■ SELECTED EXCERPT:

I don't understand how this function works and how it comes to the result of 60

Question

def A(x, y):
    if x == 0:
        return y + 2
    if y == 0:
        return A(x - 1, 1) + 1
    return A(x - 1, A(x, y - 1)) * 2

print(A(1, 3))

The output is 60 . I ran the code but I have no clue how you get to that value. Sorry for the rather dumb question.

Answer 1

A appears to be recursive, so when you call A(1,3) , it keeps calling itself.

Let's walk through it:

• The first time you run it, x != 0 , so it doesn't return y+2

• y != 0 , so it doesn't return A(x-1, 1) + 1

• Instead, it returns A(x-1, A(x, y-1)) * 2

  …

A view of this can be summarised as:

A(1,3):
    return A(x-1, A(x, y-1)) * 2
    return A(0, A(1, 2)) * 2:
        A(1,2):
            return A(x-1, A(x, y-1)) * 2
            return A(0, A(1, 1)) * 2:
                A(1,1):
                    return A(x-1, A(x, y-1)) * 2
                    return A(0, A(1, 0)) * 2:
                        A(1,0):
                            return A(x-1, 1) + 1
                            return A(0, 1) + 1:
                                A(0,1):
                                    return y+2
                                    return 3
                                3 + 1 = 4
                                return 4
                    return A(0,4) * 2:
                        A(0,4):
                            return y+2
                            return 6
                        6*2 = 12
                    return 12
            return A(0, 12) * 2:
                A(0,12):
                    return y+2
                    return 14
                14*2 = 28
            return 28
    return A(0, 28) * 2:
        A(0,28):
            return y+2
            return 30
        30 * 2 = 60
    return 60

Hopefully that 'tree' helps you visualise what is going on.

■ TASKS TO PERFORM:
A - In the forum thread about the recursive function, do the following statements agree with the text? (i) The program prints 60. (ii) The asker did not run the code. (iii) The call A(0,28) returns 30. For each statement, answer yes or no and quote the deciding words from the thread.
B - In the forum thread about the recursive function, rewrite the passage starting with "print(A(1, 3))" and going on through "keeps calling itself.", changing "code" to "program".
C - Continue the forum thread about the recursive function from where it stops.

Entries for identifying locations:

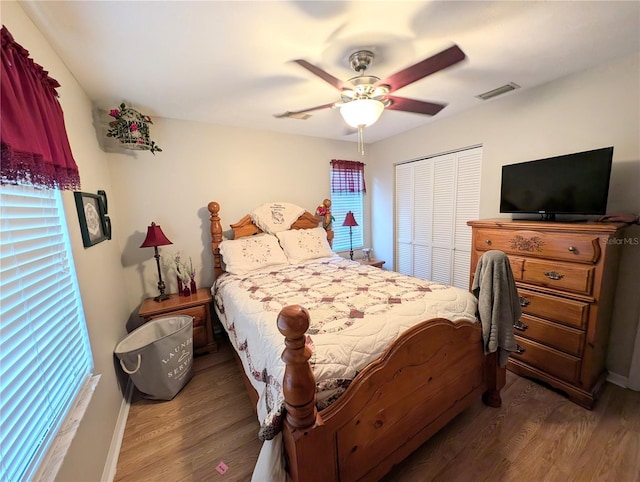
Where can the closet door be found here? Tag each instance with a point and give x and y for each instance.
(435, 197)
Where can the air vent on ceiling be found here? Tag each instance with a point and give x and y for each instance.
(499, 91)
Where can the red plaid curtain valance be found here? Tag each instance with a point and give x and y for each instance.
(34, 144)
(347, 176)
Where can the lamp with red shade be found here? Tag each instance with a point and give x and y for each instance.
(155, 237)
(350, 221)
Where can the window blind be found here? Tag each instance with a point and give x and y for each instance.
(45, 356)
(341, 204)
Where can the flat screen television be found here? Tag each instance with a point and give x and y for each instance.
(575, 184)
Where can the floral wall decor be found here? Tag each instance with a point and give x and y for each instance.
(131, 128)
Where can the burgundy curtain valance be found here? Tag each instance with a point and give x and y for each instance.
(347, 176)
(34, 144)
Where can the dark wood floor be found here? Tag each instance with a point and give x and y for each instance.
(537, 435)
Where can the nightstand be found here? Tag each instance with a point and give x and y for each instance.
(197, 305)
(374, 262)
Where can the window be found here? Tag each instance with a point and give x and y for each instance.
(45, 357)
(347, 194)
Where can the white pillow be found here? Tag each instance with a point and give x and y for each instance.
(243, 255)
(303, 244)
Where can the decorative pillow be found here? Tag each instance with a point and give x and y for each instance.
(243, 255)
(303, 244)
(274, 217)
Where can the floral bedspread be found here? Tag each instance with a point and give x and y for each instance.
(356, 311)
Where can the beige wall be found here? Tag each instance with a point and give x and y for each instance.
(239, 168)
(98, 268)
(592, 109)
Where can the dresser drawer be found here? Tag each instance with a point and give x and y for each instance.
(577, 278)
(570, 312)
(517, 265)
(552, 361)
(583, 248)
(564, 338)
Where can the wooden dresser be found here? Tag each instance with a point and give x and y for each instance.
(566, 276)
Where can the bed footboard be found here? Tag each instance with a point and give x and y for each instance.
(430, 374)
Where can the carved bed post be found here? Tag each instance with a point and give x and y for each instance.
(216, 236)
(298, 384)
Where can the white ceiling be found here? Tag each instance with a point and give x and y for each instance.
(229, 62)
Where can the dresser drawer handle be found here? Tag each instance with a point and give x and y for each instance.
(553, 275)
(518, 325)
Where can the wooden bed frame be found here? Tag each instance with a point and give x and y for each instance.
(430, 374)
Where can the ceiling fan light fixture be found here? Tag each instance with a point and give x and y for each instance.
(361, 112)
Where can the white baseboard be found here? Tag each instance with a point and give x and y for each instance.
(618, 380)
(111, 465)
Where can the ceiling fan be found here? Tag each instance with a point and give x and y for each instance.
(364, 97)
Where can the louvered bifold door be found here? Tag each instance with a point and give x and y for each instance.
(435, 198)
(404, 219)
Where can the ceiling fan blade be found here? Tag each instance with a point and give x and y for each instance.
(412, 105)
(426, 67)
(327, 77)
(302, 114)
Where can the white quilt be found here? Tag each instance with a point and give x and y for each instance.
(356, 311)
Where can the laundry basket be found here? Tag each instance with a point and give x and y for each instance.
(159, 356)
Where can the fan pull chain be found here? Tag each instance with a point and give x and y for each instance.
(361, 139)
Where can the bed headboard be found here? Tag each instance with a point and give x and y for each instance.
(246, 227)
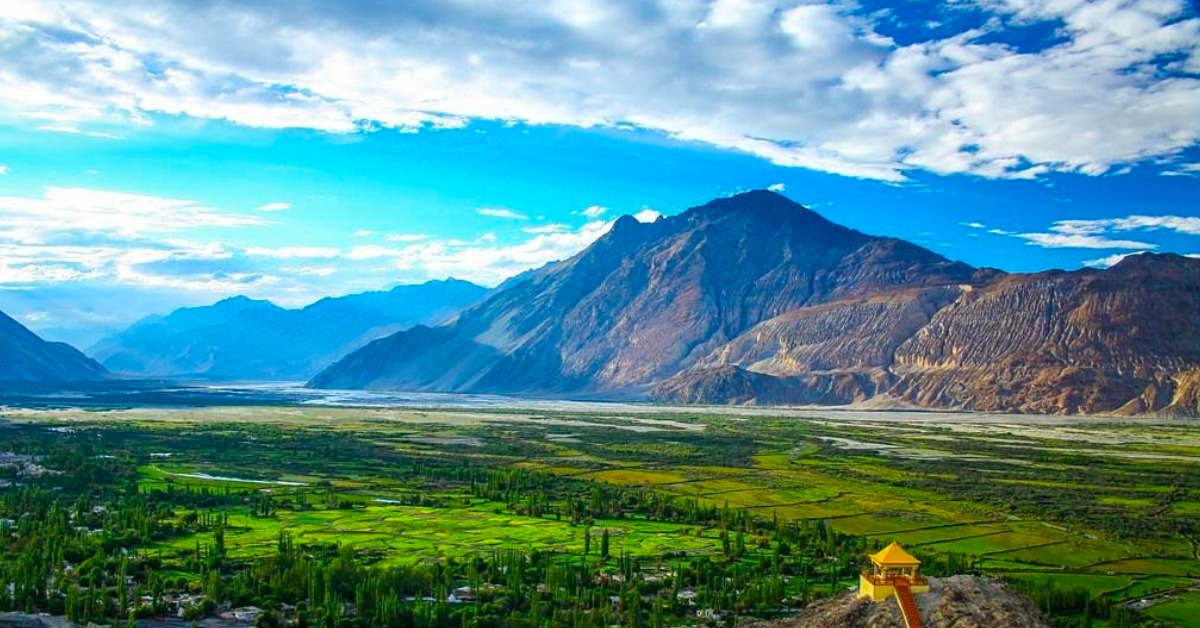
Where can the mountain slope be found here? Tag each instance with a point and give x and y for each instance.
(755, 299)
(246, 339)
(24, 357)
(646, 300)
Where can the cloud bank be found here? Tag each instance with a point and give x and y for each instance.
(817, 85)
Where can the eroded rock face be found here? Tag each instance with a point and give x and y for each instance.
(955, 602)
(754, 299)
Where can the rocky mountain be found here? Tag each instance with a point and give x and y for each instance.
(247, 339)
(955, 602)
(755, 299)
(24, 357)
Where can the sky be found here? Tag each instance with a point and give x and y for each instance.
(173, 153)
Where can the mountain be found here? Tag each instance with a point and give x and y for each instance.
(955, 602)
(755, 299)
(24, 357)
(247, 339)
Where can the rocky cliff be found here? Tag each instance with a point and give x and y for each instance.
(755, 299)
(957, 602)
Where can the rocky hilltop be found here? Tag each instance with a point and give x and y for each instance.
(955, 602)
(24, 357)
(755, 299)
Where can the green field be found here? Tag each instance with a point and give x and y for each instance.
(1018, 497)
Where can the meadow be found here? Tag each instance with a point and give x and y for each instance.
(1105, 507)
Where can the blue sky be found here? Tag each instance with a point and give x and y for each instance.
(174, 153)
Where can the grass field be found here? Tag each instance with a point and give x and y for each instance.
(1109, 507)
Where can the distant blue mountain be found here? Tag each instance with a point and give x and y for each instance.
(243, 339)
(24, 357)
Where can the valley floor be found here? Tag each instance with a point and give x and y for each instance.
(1108, 507)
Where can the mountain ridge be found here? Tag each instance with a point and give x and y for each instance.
(25, 357)
(755, 299)
(239, 338)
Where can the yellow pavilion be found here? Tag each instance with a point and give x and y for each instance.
(892, 568)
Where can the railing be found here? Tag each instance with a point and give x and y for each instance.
(907, 605)
(891, 580)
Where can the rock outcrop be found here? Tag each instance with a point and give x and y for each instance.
(955, 602)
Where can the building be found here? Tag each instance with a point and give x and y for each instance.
(891, 568)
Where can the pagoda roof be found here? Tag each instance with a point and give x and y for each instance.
(893, 555)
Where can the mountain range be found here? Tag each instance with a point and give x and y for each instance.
(241, 339)
(756, 299)
(24, 357)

■ ANSWERS TO THE PROBLEMS:
A -
(i) Yes: "The output is 60"
(ii) No: "I ran the code but I have no clue how you get to that value."
(iii) Yes: "return 30"

B -
print(A(1, 3))

The output is 60 . I ran the program but I have no clue how you get to that value. Sorry for the rather dumb question.

Answer 1

A appears to be recursive, so when you call A(1,3) , it keeps calling itself.

C -
Answer 2

Let's go through your program step by step:

• First, we call the function A , with parameters 1, and 3.
• The function A starts running and sets x to the first parameter, 1, and y to the second parameter, 3.
• Execution then continues until it comes to the first if statement.
• x is not 0, so we skip to the next statement, which is the second if statement.
• y is not 0, so we skip to the next statement, which is the second call to the A function with the parameters x - 1 (which evaluates to 0), and A(x, y - 1) as the second parameter.
• The second parameter results in a third call to A, with the parameters 1 and 2. This is computed first, then the result of it is set to the the second parameter of the second call of A
• the second call to A hits the return statement, and returns the result to the first call to A. This value is then multiplied by 2, and the first call to A then returns it's value to the initial print function, which displays the number 60.

This can quickly get hard to keep track of by hand, so it's helpful to add a print statement, or use a debugger.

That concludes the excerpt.